(Brano di riferimento)

==========

Riguardo alle prime, la risposta alla teina e alla caffeina – che sono poi la medesima sostanza – sono determinate geneticamente e anche abbastanza variabili. Con questo intendo che ci sono persone che possono tranquillamente prendere un caffè doppio prima di andare a letto e dormire beatamente, mentre altre persone se dopo le 16 assumono un caffè leggero o un tè, non riescono più a prender sonno.

L’abitudine all’alcool può essere l’effetto di una errata terapia nei confronti di malinconia e ansia, perché è un buon ottimizzatore, nel senso che ti fa salire il tono della partecipazione esistenziale ma è anche un ottimo ipnoinduttore per i primi 10, 15, 20 giorni. Dopo di che la trappola scatta perché chi abusa di alcol non riesce più a dormire a causa dell’ assuefazione: l’alcole quindi è da evitare nella immediatezza del sonno e, io direi, anche nel corso della giornata.

Quali possono essere le conseguenze di un disturbo del sonno cronico?

==========

(Dati forniti)
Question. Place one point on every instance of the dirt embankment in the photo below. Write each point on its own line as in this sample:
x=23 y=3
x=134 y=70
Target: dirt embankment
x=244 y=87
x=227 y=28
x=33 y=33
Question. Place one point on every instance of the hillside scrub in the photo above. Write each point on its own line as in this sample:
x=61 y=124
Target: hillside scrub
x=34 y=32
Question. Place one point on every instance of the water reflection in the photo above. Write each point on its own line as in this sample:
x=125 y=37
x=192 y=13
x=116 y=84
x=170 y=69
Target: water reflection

==========

(Attività)
(1) Riporti fedelmente il brano sul sonno da «L’abitudine all’alcool può» fino a «del sonno cronico?» compreso.
(2) Elenchi tutti i numeri di giorni che il brano sul sonno indica per l'effetto ipnoinducente dell'alcool.
(3) Prosegua il brano sul sonno dopo la domanda conclusiva.

(Risposte numerate)
(1)
L’abitudine all’alcool può essere l’effetto di una errata terapia nei confronti di malinconia e ansia, perché è un buon ottimizzatore, nel senso che ti fa salire il tono della partecipazione esistenziale ma è anche un ottimo ipnoinduttore per i primi 10, 15, 20 giorni. Dopo di che la trappola scatta perché chi abusa di alcol non riesce più a dormire a causa dell’ assuefazione: l’alcole quindi è da evitare nella immediatezza del sonno e, io direi, anche nel corso della giornata.

Quali possono essere le conseguenze di un disturbo del sonno cronico?

(2) 10, 15, 20

(3)
Si dice chi dorme non piglia pesci, quello che è certo è che chi non dorme piglia peso. L’insonnia porta con sé un aumento dell’appetito, anche di cibi incongrui, ergo un aumento di peso e in ultimo l’obesità.All’aumento di peso si possono accompagnare diabete e ipertensione e come conseguenza di queste condizioni, un aumento di aritmie cardiache e cardiopatie ipertensive.

Un‘ulteriore possibile conseguenza dei disturbi cronici del sonno è un deficit del sistema immunitario e una maggiore suscettibilità alle infezioni e alle malattie su base autoimmune.

Infine, ci sono l’ansia, la depressione, l’aggressività e i disturbi della memoria.

Esiste, quindi, un rapporto tra sonno e declino cognitivo in età avanzata?

Il sonno, in effetti, è conditio sine qua non per la fissazione delle porzioni di memoria che sono state utilizzate nei giorni precedenti. In particolare, il sonno ad onde lente, come anche il sonno REM, intervengono nella gestione, nella codifica e nella strutturazione della memoria. La frammentazione delle fasi REM che interviene in un disturbo del sonno non fa che enfatizzare questa problematica: un cattivo sonno vuol dire una cattiva memorizzazione.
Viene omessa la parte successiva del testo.